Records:
▼

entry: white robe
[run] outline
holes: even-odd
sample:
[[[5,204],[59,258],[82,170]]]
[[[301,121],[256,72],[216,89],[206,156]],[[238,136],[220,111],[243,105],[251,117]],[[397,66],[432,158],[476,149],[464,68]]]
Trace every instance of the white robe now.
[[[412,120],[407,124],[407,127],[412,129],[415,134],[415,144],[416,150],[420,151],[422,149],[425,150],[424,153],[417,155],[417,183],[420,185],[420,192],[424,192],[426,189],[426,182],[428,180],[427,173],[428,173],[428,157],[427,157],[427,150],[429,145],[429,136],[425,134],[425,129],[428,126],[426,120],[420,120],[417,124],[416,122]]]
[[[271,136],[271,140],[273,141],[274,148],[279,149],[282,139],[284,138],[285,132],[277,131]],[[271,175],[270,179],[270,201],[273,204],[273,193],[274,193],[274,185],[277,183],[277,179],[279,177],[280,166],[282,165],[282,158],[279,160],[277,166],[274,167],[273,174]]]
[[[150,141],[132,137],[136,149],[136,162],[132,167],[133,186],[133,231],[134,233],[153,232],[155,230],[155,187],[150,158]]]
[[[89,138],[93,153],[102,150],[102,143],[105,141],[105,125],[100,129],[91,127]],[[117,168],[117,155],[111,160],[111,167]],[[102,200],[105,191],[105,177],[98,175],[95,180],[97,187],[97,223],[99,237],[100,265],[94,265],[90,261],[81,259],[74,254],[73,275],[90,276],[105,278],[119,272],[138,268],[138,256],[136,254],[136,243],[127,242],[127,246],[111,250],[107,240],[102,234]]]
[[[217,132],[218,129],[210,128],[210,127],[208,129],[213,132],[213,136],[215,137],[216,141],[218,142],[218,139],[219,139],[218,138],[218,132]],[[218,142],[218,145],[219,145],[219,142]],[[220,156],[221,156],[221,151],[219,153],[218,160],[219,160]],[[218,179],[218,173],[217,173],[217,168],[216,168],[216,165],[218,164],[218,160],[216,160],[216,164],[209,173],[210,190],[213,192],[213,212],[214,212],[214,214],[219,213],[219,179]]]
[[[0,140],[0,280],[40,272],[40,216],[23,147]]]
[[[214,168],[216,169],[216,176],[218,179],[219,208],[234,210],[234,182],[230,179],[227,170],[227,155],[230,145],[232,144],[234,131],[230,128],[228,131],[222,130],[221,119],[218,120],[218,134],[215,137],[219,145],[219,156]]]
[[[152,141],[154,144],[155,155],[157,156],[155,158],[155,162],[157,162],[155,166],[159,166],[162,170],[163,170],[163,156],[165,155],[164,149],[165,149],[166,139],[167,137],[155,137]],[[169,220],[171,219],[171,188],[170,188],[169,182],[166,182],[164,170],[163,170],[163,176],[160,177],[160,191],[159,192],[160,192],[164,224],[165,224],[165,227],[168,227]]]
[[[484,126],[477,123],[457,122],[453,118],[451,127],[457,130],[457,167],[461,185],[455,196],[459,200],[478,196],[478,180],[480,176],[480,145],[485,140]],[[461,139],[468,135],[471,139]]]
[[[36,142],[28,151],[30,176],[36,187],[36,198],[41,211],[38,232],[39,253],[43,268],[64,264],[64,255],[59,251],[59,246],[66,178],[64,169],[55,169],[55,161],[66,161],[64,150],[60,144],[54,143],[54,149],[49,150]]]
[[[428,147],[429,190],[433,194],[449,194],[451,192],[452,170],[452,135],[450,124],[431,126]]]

▲

Task goal
Transcribe the lines of the entries above without any change, starting at the beginning of the entries and continuing through the line with "Trace every instance of the white robe now.".

Solution
entry: white robe
[run] outline
holes: even-odd
sample:
[[[5,204],[59,258],[82,170]]]
[[[301,121],[256,72],[216,89],[206,156]],[[238,136],[220,111],[243,105],[251,117]],[[397,66],[432,158],[476,149],[464,68]]]
Trace every instance of the white robe now.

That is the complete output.